++++ Extracted data

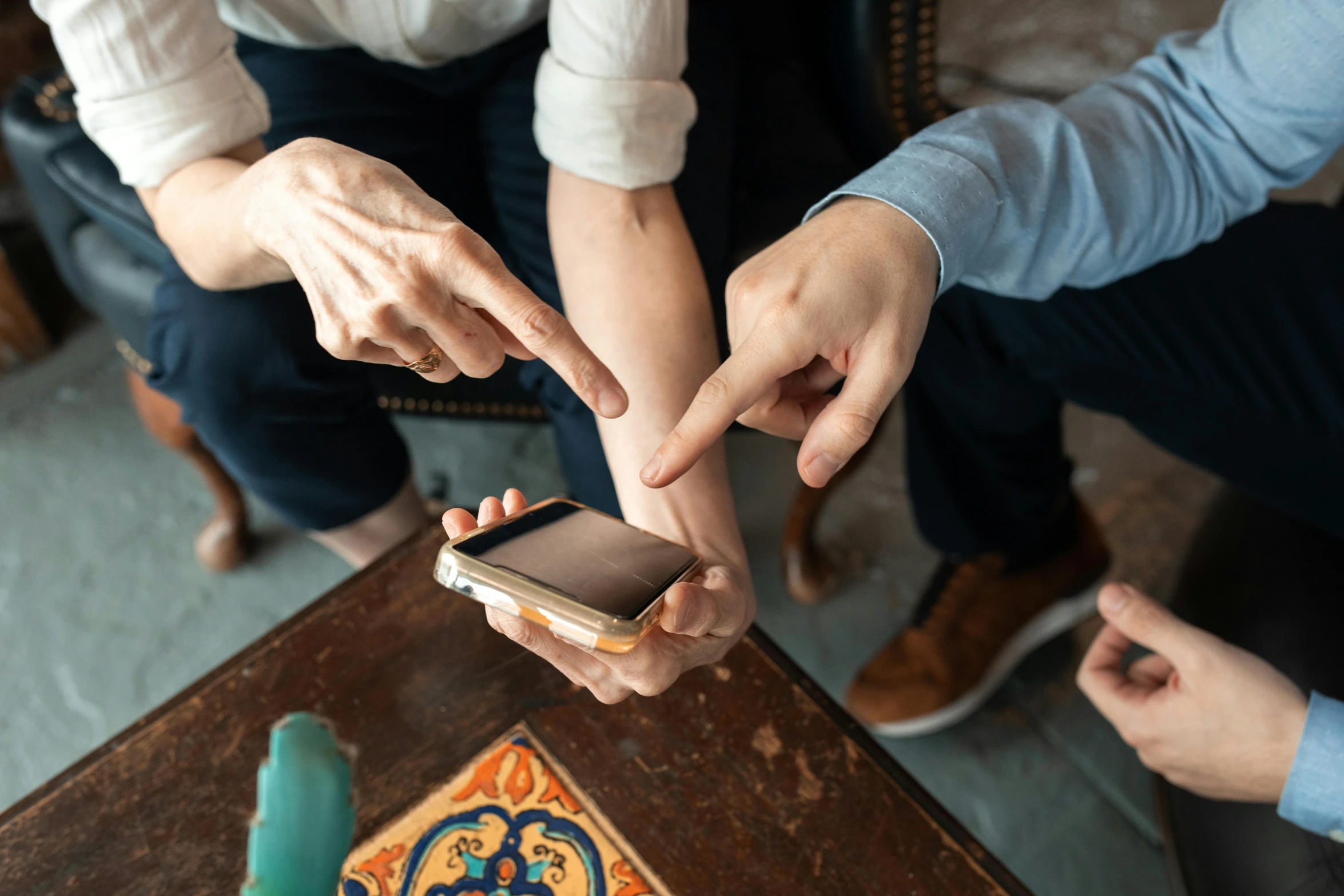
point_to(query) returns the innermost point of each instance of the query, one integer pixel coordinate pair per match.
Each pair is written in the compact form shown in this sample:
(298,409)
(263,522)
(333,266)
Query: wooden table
(742,778)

++++++++

What is being asked
Reproduce the listing above without the picture, keeping every request line unchanged, and shift each pixel coordinate in the answers by -68.

The output
point_to(query) returns the innermost point of each instance of the query, one integer pixel coordinate pair per match.
Each pair is written in the compact form shown in this sample:
(298,409)
(263,522)
(333,266)
Query: wooden table
(674,710)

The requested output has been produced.